#### DATA TO USE

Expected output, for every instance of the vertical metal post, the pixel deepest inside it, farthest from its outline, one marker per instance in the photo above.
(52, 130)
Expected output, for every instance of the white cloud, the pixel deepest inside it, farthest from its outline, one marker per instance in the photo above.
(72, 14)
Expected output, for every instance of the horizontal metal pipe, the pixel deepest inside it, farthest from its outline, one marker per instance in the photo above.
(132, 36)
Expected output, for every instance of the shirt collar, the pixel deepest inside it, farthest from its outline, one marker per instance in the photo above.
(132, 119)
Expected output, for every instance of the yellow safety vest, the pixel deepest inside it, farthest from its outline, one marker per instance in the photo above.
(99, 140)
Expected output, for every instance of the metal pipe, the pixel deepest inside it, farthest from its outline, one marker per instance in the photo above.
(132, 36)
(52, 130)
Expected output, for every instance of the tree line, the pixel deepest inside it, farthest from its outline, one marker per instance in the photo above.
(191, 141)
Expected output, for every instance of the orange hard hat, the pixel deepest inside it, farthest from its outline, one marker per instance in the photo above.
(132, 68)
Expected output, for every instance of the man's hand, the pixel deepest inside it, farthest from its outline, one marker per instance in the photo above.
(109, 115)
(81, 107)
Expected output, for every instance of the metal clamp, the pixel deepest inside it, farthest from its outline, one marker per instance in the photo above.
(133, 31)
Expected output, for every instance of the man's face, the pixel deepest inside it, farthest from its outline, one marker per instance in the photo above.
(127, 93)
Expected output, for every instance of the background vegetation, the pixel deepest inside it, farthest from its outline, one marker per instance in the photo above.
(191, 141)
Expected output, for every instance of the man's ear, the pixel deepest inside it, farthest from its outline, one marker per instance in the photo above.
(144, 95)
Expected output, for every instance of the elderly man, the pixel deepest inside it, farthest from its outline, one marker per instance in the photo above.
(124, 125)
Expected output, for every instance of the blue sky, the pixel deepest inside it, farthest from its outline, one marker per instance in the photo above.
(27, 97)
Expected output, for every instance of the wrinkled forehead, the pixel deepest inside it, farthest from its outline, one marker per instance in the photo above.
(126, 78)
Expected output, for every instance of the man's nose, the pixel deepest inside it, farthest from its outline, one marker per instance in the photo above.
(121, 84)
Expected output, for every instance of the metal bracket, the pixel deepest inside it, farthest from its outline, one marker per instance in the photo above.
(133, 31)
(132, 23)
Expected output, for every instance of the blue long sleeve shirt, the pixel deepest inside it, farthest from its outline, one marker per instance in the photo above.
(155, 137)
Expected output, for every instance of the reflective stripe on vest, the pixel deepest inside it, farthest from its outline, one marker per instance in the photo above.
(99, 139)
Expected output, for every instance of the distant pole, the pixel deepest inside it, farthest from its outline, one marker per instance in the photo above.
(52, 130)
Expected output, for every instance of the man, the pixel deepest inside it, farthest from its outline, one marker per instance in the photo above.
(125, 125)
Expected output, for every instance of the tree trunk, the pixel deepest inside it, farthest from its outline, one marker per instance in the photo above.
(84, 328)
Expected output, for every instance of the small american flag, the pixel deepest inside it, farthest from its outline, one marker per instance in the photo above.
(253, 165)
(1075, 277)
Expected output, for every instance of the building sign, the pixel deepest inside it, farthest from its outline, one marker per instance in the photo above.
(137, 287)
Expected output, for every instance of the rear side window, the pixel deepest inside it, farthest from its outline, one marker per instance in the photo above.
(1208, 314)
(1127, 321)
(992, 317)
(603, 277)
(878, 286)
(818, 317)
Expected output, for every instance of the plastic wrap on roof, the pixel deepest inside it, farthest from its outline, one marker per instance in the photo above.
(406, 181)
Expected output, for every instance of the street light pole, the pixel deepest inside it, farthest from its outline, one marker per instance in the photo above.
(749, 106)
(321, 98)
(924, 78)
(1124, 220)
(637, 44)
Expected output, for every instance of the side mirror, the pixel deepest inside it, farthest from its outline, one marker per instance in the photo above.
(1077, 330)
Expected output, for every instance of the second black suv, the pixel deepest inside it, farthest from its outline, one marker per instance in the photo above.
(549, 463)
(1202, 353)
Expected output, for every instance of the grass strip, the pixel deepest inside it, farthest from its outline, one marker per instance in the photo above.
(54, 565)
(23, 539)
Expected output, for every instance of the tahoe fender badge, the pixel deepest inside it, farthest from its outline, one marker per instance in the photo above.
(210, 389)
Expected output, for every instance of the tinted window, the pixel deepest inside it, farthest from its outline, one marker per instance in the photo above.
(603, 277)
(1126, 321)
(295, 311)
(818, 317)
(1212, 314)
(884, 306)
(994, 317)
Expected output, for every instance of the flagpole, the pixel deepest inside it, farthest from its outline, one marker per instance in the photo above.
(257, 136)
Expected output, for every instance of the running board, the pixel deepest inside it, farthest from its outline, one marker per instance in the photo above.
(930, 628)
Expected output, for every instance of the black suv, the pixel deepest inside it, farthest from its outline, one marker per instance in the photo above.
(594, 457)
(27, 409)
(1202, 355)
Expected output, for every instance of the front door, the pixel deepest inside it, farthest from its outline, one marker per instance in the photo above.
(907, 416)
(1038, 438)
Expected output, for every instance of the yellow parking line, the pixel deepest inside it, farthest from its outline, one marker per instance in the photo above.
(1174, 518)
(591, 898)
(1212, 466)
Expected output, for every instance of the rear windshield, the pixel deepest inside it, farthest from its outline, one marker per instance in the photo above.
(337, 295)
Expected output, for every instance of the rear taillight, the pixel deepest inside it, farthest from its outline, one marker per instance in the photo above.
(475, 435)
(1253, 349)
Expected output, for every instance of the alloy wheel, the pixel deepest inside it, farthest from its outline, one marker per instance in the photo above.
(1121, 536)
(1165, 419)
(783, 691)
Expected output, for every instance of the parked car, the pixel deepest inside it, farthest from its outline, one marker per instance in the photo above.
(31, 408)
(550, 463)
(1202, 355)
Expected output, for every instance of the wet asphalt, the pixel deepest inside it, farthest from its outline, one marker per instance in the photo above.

########

*STATED TASK*: Copy every line above word for word, with no changes.

*OUTPUT OF THE EXERCISE*:
Expected output, for every instance of the vertical metal post, the pixel deepest inside it, farthest from its outline, one marker per instance in the photo above.
(52, 130)
Expected output, for every instance of the white cloud, the pixel deepest inside it, farthest from its outline, one marker per instance in the photo above.
(72, 14)
Expected output, for every instance of the horizontal metal pipe, the pixel deepest inside it, farthest from its outline, one marker per instance in the photo above.
(132, 36)
Expected output, for every instance of the shirt collar, the pixel deepest inside it, farthest from its outline, one marker per instance in the photo above.
(132, 119)
Expected output, for every instance of the yellow safety vest, the pixel deepest inside it, farthest from its outline, one marker per instance in the photo above.
(99, 140)
Expected output, for every instance of the metal pipe, the pixel deepest inside it, farthest from its outline, one marker per instance in the photo above.
(132, 36)
(52, 130)
Expected output, for every instance of the tree line, the pixel deepest inside it, farthest from its outline, one marker per instance in the photo above.
(191, 141)
Expected output, for every instance of the orange hard hat, the pixel deepest inside it, farthest from its outline, one marker per instance in the photo above.
(132, 68)
Expected output, for every instance of the man's hand, the pixel deepest inside it, farthest from its outline, one marker per instance in the photo above.
(109, 115)
(81, 107)
Expected output, for every instance of the metal clamp, the pixel deepest inside it, farthest from its outline, one marker per instance in the photo above.
(133, 31)
Expected output, for every instance of the man's face, the pixel deepest inside it, farthest from its outline, one marker per instance in the photo above.
(127, 93)
Expected output, for every instance of the background vegetation, the pixel deepest inside it, farthest from its outline, one marker per instance in the photo above.
(191, 141)
Expected output, for every instance of the man's ear, the pixel deepest inside it, farthest from its outline, one marker per instance in the photo above.
(144, 95)
Expected output, for every instance of the elderly man, the pixel deepest inside it, farthest from its outline, one marker per instance in the photo above.
(124, 125)
Expected output, for every instance of the blue sky, the pixel deepest inside it, farthest from its outline, one marker per instance in the photo above.
(27, 97)
Expected output, for every instance of the wrinkled forehead, the pixel deepest inside it, farthest from its outline, one marker per instance in the photo above.
(126, 78)
Expected output, for every instance of the man's nose, the pixel deepest inside it, farthest from its outline, one marker per instance in the photo above.
(121, 84)
Expected output, for every instance of the metal bracket, the pixel deepest inside it, farthest from its outline, one marker per instance in the photo above.
(133, 31)
(132, 23)
Expected output, for every instance of the blue long sleeve shirt, the pixel deepest inside it, farthest from its outline, one marker per instance in the photo above.
(155, 137)
Expected output, for every instance of the reflective stripe on vest, the pixel deepest inside it, farthest from its outline, one marker per instance in the photo above.
(99, 139)
Expected output, for every instance of the distant pole, the pixel deepest inside it, farthest from its outline, one marker per instance in the photo above.
(52, 130)
Expected output, for every instance of the man, the pixel deepest inside it, farthest from its outline, one marker per instance in the photo above.
(125, 125)
Expected output, for every instance of the tree trunk, the pixel deepest inside it, farthest from its outline, one marker per instance in the photo above.
(84, 328)
Expected output, for every instance of the small american flag, the pixel deepest inside it, farthest from its outline, one marker per instance in the photo above.
(253, 165)
(1075, 277)
Expected output, for every instance of the building sign, the pixel deepest inside it, farthest from its outline, one marker per instance in the photo above.
(137, 287)
Expected output, for every instance of the rear side window, the pixel deepest inside it, farthest from its outline, one marker per instance in the photo above.
(1208, 314)
(1127, 321)
(992, 317)
(603, 277)
(878, 286)
(818, 317)
Expected output, for every instance of the plastic wrap on roof, the pixel deepest inside it, farthest from its outline, one marker per instance in the photo above.
(406, 181)
Expected output, for every instance of the street light pole, the pixel deepest inside it, farthest from its outline, one marker per instance in the photo above.
(749, 106)
(321, 98)
(924, 78)
(1124, 220)
(637, 44)
Expected output, for every instance of the side mirror, the pixel deepest inside it, farthest from its outline, one marker per instance in the photo above.
(1077, 330)
Expected output, for every instance of the second black suv, the pixel deepest inside it, farthest from its outline, one marker per instance in the photo above.
(549, 463)
(1202, 353)
Expected output, for every instance of the grass strip, the pixel deepest inside it, farthest from its outline, one marker per instance in the photo above.
(54, 565)
(23, 539)
Expected output, for every instance of the tahoe fender badge, the pixel deepest inside it, farthest from its outline, one marker per instance in the photo above.
(210, 389)
Expected output, for every instance of the tinted window, the pixel deepest inside it, farthest from its outline, one marker per instance in the photo above.
(603, 277)
(1126, 321)
(295, 311)
(818, 317)
(1212, 314)
(884, 306)
(994, 317)
Expected output, for every instance of the flagpole, the pixel deepest inside it, farthest from its outline, one marker per instance in the photo above.
(257, 136)
Expected output, for every instance of the running board, the pixel deepest inside it, farthest from its outline, one marker per instance in the photo above.
(930, 628)
Expected output, for every instance of the black suv, the pixel deepest inside it, farthest from its outline, one marker per instance in the photo above.
(594, 457)
(27, 409)
(1202, 355)
Expected output, for every instance of the front door, the pixel deepest inside it, farthest from its outline, one marker per instance in the photo above.
(907, 416)
(1038, 438)
Expected output, for every instance of the yellow parking line, the pixel deepest inside it, farthest from its outline, one marker per instance in the photo above.
(1174, 518)
(591, 898)
(1212, 466)
Expected output, for every instance of the rear windshield, the pixel deepest inside it, farthest from its outline, one marker per instance in the photo above.
(337, 295)
Expected output, for every instance of the rear taillight, the pixel deepest inside it, farthest from its outline, one marker per instance in the photo above.
(475, 435)
(1253, 349)
Expected output, for every instance of the alloy wheel, the pixel deepest inside it, farthest from its outline, one marker per instance in the photo above.
(1121, 536)
(1165, 419)
(783, 691)
Expected output, for every instance of the parked car, the pixel deepest inside it, farthest from its outline, one marker per instance in the photo above.
(31, 408)
(550, 463)
(1202, 355)
Expected output, for every instance of the wet asphalt, the pixel deepest inside it, farthest from its outline, one marker per instance in the photo above.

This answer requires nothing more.